> Directions for this task
Exactly as given, write out the lines from the one containing "[indicate] the white wire" through the end of the listing, with both ends included and nothing else.

> Data supplied
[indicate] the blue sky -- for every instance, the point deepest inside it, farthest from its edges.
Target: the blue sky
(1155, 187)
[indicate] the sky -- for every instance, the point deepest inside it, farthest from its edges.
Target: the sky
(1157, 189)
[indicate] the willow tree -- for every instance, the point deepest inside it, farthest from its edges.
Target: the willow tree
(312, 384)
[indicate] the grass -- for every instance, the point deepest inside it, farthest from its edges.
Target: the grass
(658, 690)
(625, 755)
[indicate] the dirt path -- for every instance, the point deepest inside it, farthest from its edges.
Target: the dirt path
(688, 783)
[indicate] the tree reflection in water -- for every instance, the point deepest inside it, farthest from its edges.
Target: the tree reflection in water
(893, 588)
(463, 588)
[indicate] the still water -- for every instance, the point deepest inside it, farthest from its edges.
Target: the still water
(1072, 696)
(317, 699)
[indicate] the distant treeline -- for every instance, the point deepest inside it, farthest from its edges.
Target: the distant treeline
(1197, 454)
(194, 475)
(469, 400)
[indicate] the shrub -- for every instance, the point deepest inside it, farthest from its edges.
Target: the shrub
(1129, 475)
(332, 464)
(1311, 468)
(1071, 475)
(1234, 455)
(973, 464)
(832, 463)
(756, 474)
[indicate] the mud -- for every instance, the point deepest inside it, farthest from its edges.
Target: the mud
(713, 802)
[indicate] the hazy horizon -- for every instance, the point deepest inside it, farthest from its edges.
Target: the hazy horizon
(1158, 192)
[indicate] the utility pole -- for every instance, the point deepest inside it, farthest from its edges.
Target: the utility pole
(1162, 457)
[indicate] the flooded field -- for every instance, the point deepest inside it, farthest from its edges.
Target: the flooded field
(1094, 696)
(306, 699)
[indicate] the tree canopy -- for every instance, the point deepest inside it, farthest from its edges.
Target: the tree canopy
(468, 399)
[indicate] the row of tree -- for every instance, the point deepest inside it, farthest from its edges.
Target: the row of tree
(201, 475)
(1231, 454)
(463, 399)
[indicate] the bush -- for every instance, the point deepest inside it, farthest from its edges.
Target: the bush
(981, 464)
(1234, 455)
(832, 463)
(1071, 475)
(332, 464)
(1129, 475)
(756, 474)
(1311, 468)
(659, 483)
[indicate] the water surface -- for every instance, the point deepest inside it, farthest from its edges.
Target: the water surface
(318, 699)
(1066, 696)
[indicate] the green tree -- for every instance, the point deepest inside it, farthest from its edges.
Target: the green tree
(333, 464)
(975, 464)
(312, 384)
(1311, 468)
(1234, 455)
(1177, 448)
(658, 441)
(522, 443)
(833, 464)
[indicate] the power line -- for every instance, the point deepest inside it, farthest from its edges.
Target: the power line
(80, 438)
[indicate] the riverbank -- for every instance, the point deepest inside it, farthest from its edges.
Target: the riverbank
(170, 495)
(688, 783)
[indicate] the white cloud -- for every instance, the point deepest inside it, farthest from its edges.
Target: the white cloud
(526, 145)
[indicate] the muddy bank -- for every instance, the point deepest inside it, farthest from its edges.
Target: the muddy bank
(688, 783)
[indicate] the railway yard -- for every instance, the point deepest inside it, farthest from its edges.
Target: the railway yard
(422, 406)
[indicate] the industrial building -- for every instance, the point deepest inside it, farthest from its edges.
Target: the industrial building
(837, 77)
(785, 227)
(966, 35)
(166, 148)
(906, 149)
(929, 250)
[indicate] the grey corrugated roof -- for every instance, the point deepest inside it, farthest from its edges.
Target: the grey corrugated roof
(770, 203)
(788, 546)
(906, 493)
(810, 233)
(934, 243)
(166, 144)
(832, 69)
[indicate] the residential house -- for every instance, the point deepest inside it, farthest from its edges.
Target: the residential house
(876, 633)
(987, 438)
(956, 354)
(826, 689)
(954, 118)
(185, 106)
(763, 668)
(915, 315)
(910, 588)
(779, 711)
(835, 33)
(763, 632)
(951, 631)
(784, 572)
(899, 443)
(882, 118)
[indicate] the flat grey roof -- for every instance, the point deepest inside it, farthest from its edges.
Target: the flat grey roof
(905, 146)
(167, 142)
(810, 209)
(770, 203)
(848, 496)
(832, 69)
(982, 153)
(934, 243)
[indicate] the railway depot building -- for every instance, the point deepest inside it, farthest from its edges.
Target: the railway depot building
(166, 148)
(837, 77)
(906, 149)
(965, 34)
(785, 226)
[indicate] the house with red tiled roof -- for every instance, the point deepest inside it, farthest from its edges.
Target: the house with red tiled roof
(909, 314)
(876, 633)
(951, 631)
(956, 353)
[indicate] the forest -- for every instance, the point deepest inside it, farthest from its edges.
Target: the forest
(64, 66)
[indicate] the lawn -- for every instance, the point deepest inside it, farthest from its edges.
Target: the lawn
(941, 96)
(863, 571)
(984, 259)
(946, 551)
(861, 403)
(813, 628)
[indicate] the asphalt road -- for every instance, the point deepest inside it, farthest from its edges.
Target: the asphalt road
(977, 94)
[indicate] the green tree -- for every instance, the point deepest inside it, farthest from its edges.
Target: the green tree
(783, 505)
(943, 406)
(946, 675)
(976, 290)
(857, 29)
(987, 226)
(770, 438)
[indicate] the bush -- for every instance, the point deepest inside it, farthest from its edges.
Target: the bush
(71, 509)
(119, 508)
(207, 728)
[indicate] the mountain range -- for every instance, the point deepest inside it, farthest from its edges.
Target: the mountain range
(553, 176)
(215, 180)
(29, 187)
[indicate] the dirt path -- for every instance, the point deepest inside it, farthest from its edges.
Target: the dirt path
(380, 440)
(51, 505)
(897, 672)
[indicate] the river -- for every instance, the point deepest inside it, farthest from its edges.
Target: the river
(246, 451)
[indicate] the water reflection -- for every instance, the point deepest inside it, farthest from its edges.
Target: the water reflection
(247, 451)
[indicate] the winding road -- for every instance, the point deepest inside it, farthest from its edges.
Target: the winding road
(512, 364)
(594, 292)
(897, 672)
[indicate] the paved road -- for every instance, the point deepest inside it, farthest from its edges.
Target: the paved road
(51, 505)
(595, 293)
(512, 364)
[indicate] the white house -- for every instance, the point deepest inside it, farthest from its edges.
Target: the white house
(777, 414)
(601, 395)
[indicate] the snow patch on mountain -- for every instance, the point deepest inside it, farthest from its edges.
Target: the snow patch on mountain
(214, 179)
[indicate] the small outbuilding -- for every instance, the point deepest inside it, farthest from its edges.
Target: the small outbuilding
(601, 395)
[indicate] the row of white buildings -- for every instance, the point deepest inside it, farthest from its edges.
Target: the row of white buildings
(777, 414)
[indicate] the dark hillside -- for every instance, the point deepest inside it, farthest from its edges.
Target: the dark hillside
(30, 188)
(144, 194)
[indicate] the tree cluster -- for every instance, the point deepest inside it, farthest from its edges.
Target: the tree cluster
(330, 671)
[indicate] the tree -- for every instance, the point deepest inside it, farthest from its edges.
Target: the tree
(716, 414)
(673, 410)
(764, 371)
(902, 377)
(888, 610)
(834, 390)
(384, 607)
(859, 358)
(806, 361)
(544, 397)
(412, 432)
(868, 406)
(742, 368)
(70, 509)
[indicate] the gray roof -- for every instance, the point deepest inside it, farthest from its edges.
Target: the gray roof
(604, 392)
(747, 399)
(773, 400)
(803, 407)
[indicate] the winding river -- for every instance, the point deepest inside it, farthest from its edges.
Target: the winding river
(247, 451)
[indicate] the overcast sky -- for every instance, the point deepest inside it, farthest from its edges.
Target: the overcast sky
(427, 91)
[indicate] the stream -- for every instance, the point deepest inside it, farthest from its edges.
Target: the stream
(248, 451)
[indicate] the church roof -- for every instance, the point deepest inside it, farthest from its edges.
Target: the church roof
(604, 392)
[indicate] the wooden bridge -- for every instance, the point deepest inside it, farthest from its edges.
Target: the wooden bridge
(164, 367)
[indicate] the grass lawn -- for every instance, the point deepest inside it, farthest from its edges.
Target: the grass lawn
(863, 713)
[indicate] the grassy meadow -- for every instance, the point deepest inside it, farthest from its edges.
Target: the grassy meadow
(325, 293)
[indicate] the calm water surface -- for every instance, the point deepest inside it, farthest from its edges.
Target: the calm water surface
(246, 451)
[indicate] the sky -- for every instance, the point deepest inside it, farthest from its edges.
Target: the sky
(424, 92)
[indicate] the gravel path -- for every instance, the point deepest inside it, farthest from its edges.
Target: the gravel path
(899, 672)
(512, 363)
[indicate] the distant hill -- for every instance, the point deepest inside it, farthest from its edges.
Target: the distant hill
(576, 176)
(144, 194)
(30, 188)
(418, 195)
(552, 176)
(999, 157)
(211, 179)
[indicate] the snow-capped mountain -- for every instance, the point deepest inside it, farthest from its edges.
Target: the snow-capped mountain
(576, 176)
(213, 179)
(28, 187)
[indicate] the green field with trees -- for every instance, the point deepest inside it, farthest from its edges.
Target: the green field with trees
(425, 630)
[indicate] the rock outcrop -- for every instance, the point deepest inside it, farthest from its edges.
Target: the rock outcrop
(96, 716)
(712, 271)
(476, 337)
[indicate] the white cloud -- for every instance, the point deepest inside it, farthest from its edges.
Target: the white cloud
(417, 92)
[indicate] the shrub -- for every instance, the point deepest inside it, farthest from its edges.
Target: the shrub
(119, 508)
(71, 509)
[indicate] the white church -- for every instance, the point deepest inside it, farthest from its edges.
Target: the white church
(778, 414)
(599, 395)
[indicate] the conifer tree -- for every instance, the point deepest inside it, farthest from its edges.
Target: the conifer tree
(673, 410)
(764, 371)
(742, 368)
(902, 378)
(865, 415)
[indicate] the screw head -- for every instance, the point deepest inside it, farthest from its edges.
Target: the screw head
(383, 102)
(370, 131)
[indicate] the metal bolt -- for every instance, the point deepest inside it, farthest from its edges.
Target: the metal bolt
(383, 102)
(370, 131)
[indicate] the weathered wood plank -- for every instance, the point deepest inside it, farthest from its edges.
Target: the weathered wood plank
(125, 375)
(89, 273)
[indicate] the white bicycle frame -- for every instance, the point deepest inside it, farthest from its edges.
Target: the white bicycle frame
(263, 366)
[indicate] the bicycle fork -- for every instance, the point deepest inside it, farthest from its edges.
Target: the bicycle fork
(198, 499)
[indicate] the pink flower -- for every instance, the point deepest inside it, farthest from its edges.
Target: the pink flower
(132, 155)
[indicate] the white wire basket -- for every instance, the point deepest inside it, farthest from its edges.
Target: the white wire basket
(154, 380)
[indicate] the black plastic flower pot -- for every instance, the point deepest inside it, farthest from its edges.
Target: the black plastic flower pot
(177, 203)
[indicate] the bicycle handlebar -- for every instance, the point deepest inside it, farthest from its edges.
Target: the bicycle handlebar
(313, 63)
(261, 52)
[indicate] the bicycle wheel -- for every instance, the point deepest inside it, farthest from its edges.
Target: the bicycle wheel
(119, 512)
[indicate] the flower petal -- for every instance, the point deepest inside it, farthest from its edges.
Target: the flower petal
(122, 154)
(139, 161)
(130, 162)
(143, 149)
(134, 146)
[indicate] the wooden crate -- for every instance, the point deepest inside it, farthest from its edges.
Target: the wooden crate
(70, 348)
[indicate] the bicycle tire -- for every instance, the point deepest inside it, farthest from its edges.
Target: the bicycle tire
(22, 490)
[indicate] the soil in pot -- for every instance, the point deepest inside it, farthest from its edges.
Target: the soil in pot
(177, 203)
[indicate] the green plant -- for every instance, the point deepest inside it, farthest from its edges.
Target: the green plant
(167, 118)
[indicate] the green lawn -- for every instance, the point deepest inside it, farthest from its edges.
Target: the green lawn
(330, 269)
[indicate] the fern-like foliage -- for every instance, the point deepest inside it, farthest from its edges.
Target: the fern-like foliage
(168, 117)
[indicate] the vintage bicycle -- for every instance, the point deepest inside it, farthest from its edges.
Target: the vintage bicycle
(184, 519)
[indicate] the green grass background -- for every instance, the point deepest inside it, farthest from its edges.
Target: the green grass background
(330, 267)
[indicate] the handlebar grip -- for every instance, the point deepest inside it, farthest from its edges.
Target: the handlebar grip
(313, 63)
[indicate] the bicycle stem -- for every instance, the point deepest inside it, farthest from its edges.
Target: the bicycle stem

> The solution
[indicate] the white wire basket -- for every instance, the point deepest inside it, farthest from its edges.
Target: the white wire basket
(154, 380)
[indicate] the black plastic flower pot -- for every instance, the point deepest inside it, farthest from its edges.
Target: the black plastic flower pot
(177, 203)
[indicate] the bicycle handlebar -- for every instance, the point deepest inside it, farthest from its edges.
Target: the bicycle handlebar
(313, 63)
(261, 52)
[indicate] the bicycle wheel -- for every instance, the point deepest inside it, farthest from its edges.
Target: the bicycle wheel
(119, 512)
[indicate] the flower petal -- for every instance, the point deepest inside it, farthest from its edges.
Target: the flower petal
(122, 154)
(139, 161)
(130, 162)
(143, 149)
(134, 146)
[indicate] the wooden crate -- for every instance, the point deepest inside it, farthest from its edges.
Target: the wooden crate
(70, 348)
[indicate] the bicycle tire -- for every instance, the point deepest inside it, farthest from its edges.
Target: the bicycle tire
(22, 490)
[indicate] the soil in pot -- for every instance, the point deepest inside it, farthest from its edges.
Target: the soil in pot
(177, 203)
[indicate] the green plant -- for every instance, the point deepest inside it, farthest from its edges.
Target: the green plant
(167, 118)
[indicate] the green lawn -- for every instance, the point deepest inside it, farthest from its edges.
Target: the green lawn
(330, 269)
[indicate] the fern-like foliage -- for every instance, the point deepest inside it, farthest from its edges.
Target: the fern-like foliage
(168, 117)
[indicate] the vintage bicycle -- for every instance, the point deepest inside it, farthest from its edges.
Target: the vintage bicycle
(184, 519)
[indicate] the green grass background -- for every instance, the point deepest inside it, farthest from its edges.
Target: the green grass background
(330, 267)
[indicate] the handlebar grip -- for every instance, the point deepest inside it, farthest from its edges.
Target: the handlebar grip
(313, 63)
[indicate] the bicycle stem -- for every instance, the point deepest inside it, farthest from its edges.
Target: the bicycle stem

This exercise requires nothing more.